━━━━━ Source records ━━━━━
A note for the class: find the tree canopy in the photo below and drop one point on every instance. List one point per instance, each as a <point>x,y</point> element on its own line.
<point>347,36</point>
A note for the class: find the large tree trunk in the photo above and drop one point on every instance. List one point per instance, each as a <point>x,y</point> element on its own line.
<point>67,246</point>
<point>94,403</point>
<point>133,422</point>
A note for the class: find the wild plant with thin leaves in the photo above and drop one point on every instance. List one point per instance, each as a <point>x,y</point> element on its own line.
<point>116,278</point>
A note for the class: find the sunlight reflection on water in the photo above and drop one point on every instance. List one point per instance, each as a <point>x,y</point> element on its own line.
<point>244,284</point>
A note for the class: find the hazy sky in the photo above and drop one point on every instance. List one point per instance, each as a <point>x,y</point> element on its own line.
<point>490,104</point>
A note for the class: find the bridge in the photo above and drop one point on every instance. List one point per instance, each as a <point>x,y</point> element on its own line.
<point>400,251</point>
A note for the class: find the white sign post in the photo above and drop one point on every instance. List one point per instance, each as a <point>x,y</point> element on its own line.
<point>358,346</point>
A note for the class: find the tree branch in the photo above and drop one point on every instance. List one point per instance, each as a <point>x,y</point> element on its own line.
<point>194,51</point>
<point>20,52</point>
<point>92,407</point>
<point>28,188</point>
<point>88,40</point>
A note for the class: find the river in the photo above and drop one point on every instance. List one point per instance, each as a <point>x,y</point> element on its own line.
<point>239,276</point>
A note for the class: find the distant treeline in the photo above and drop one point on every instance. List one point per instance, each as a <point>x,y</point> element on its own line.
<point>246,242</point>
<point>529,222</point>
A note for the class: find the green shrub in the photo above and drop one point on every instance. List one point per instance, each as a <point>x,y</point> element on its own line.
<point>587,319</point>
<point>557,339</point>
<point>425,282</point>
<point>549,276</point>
━━━━━
▶ **Goal**: Could you reproduce only the part of the listing that opens with the line containing "A note for the class: find the tree branch" and closes with the line containing "<point>28,188</point>", swapping "tree branch" for "overhanging bough" and leaving all else untouched?

▶ **In response**:
A note for the class: find the overhanging bough in the photo above and drop one point on every instance. List one point per instance, each as a <point>x,y</point> element on its own line.
<point>194,51</point>
<point>20,52</point>
<point>92,407</point>
<point>28,188</point>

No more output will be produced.